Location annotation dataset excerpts
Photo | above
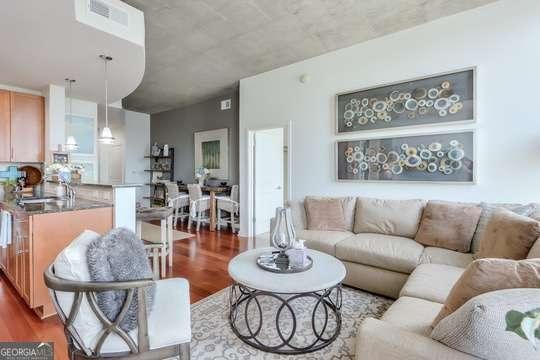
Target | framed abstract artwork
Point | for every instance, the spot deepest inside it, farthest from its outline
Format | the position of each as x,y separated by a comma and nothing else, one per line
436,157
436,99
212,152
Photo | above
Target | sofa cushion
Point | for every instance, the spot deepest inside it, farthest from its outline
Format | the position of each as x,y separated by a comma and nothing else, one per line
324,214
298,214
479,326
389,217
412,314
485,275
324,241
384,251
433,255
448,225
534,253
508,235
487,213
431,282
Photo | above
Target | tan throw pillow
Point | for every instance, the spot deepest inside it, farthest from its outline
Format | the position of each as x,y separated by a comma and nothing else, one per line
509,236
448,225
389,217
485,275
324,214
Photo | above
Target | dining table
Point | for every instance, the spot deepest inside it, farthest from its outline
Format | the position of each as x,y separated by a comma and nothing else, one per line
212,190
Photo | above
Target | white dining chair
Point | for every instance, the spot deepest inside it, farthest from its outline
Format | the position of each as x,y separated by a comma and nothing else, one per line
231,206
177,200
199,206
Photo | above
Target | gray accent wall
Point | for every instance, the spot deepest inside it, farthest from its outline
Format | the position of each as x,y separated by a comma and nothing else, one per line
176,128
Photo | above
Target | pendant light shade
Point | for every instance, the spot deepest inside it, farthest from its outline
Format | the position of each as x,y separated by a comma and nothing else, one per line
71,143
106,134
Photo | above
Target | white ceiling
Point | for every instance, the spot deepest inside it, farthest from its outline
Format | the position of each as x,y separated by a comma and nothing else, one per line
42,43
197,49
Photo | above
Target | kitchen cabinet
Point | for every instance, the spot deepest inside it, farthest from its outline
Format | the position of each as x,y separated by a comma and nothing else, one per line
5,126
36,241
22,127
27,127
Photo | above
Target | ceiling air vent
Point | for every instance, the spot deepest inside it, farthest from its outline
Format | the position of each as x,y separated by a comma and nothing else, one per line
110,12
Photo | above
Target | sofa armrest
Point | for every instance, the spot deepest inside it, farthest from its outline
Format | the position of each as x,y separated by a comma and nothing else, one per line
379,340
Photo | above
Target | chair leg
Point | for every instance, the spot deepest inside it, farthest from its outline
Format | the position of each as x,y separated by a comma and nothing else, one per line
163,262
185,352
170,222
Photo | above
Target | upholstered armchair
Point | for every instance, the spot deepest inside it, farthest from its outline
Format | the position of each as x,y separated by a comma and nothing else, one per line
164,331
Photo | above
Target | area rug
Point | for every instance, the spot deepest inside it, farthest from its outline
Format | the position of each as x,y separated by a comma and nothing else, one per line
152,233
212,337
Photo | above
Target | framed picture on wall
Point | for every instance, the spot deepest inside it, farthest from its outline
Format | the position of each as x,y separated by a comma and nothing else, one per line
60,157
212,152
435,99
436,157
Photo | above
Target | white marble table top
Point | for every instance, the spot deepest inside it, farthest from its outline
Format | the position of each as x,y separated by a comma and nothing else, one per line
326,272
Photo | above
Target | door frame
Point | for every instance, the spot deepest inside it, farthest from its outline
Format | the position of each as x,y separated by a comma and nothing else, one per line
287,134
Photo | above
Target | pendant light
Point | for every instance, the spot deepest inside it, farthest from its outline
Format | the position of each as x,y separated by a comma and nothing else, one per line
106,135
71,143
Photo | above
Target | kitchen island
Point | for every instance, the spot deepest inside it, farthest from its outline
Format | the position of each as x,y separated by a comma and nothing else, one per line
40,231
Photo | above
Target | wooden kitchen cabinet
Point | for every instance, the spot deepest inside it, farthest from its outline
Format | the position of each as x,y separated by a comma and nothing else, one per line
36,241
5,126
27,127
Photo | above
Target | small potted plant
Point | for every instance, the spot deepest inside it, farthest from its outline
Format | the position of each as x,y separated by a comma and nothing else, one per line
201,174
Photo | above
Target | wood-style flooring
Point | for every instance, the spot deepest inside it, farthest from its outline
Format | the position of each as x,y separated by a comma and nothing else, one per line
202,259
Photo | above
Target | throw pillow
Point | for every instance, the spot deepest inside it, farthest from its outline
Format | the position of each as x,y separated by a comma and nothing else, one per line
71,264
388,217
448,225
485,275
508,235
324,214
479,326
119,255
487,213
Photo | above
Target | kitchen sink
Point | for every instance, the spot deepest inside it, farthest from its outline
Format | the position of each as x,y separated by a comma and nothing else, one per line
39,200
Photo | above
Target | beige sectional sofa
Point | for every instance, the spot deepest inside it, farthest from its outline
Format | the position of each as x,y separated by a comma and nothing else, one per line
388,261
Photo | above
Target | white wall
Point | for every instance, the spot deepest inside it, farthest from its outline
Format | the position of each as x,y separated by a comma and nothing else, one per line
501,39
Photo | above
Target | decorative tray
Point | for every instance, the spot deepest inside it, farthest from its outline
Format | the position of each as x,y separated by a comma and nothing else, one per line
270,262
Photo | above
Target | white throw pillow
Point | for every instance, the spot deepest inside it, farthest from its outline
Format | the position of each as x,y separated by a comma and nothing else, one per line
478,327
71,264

_WHAT IS ASKED:_ Working from the material above, transcribe it exactly while omitting pictures.

_TASK SOLUTION:_
Photo | above
Target | framed abstract artwork
Point | for every instance, the spot deepest inside it, farthest from its outline
Format | the position of each as x,y separated by a comma and nothing else, one per line
436,157
436,99
212,152
Photo | above
Target | sofa cushion
Point | for every instance, the spot deepest inside it, farthest from its outline
Format | the position of each as x,y separated by a comma and nothing else, one per line
324,214
298,214
479,326
389,217
412,314
485,275
324,241
384,251
433,255
448,225
534,253
508,235
487,213
431,282
Photo | above
Target | tan throw pillow
Point | for every instance, the spot deepest inside it, farthest from its outline
Format | the position of each as x,y separated by a comma and nothing else, one per line
509,236
448,225
389,217
485,275
324,214
Photo | above
Target | dining table
Point | for every instance, the spot deepest inside it, farthest from its outline
Format | the position of each as x,y separated by a comma and nothing else, one per line
212,190
Photo | above
Target | white dining chair
Point | for every instance, the spot deepest inside it, farthest from its outline
Format | the position of each as x,y separated by a comma and nothing else, one per line
231,206
177,200
199,206
Photo | above
Target | gray accent wall
Point | for every instance, the spot deepest inside it, farthest from its outline
Format | the position of each as x,y separated by a comma and nothing else, one per line
176,128
Photo | above
Target | pendant light shade
Point | for every instance, the spot deepest inside it, farthest from its outline
Format | the position of each as x,y separated by a comma and nothing else, one per line
71,143
106,134
Photo | above
Target | white ceiling
Point | for every instance, the spot deepest inside it, farthest from its outline
Format | the position of each as x,y separated by a comma and nothing else, one per line
42,43
197,49
Photo | above
Target | kitchen cabinet
Point | for every instance, the spot deepest inside it, farthest from its outline
Format | the position of each as x,y separated by a comma and nothing else, one per line
5,126
36,241
22,127
27,127
Photo | above
Target | ceiling air vent
Point | for every instance, the spot deepest inside it, farthest from its outline
Format | the position of each as x,y separated by a comma and nothing else, one per line
110,12
Photo | above
Target | sofa armrest
Point | for every instance, the spot deepest inside it, farthest from its outline
Format | the position of each as x,y separated by a comma and nothing else, one per line
379,340
Photo | above
Target | chair leg
Point | for every instance, the spot deepest inside it, farthest from its outline
Format | the position of each as x,y separated by a comma and nothing else, one per line
163,262
185,352
170,222
Photo | above
Target | upholstered armchair
Point | for every instance, the spot deepest inside it, farthest from its outline
Format | the position of each as x,y separated by a comma and nothing else, one per line
164,331
Photo | above
Target | area rug
Point | for every instance, the spot deepest inside it, farthest from its outline
Format | the position of each as x,y separated by a comma and nothing else, one per line
152,233
212,337
Photo | above
Target | framed picture on wall
Point | for every instance, the spot deepest inside it, farthest from its outline
Format | the position of each as x,y separated by a comma and nothing else, one per line
60,157
212,152
435,99
436,157
Photo | above
Target | white marble table top
Point | for every instance, the spot deepest inside it, farthest from its outline
Format | the position of each as x,y separated by a comma and nothing else, one per line
326,272
Photo | above
Target | door frame
Point | for every instance, the spot deepest inside it, farthest from its outline
Format | the position of each as x,y separated by a comma and nothing else, one per line
287,134
Photo | above
Target | pendant light
Point | for every instance, the spot deepest inside it, farthest from its outline
Format | the position of each as x,y separated by a comma and nothing else, one per line
106,135
71,143
Photo | above
Target | kitchen island
Point | for every instance, the spot deepest inside it, farthest from its outline
Format | the position of each as x,y separated by a comma and nothing else, one per line
40,231
Photo | above
Target | wooden kitchen cabinet
Point | for every instance, the spot deepest inside it, farthest from its outline
Format | the position of each as x,y separated by a comma and nothing else, one per line
36,241
5,126
27,127
Photo | above
Target | small potted plant
Point | for every instance, the spot deepest inside it, farthest from its outline
Format | the position of each as x,y separated by a comma and nothing else, one per line
201,174
Photo | above
Target | wood-style flooring
Point | for every instance, the spot deepest inside it, farthest from its outline
Format | the position of each as x,y separated by a comma and nothing else, one per line
202,259
Photo | above
Target | throw pillow
Point | for every instance, the spot deepest inside it, farthest from its outline
Format | the position of each as x,y separated by a comma and nothing else, one per line
71,264
388,217
448,225
485,275
508,235
324,214
479,326
119,255
487,213
Photo | above
Target | kitchen sink
Point | for every instance, the spot deepest inside it, farthest from its outline
Format | the position of each as x,y separated by a comma and nothing else, one per line
39,200
Photo | above
Target | beige sectional sofa
Point | for every instance, the spot deepest inside it, farthest from its outline
Format | the position of each as x,y separated by a comma and nothing else, one per line
388,261
Photo | above
Target | white wall
Point | for every instance, the spot deepest inside it, farthest from its outline
Format | the position of each as x,y separated by a comma and nothing else, one per line
501,39
Photo | above
Target | decorative tray
Point | for every instance, the spot deepest inside it, farthest from its outline
Format | the position of each as x,y separated by a comma and nothing else, one per line
270,262
Photo | above
Target | white throw pillow
Point | for every instance, the spot deepest inside it, farthest from its outline
Format | the position of each as x,y separated by a comma and nothing else, one per line
478,327
71,264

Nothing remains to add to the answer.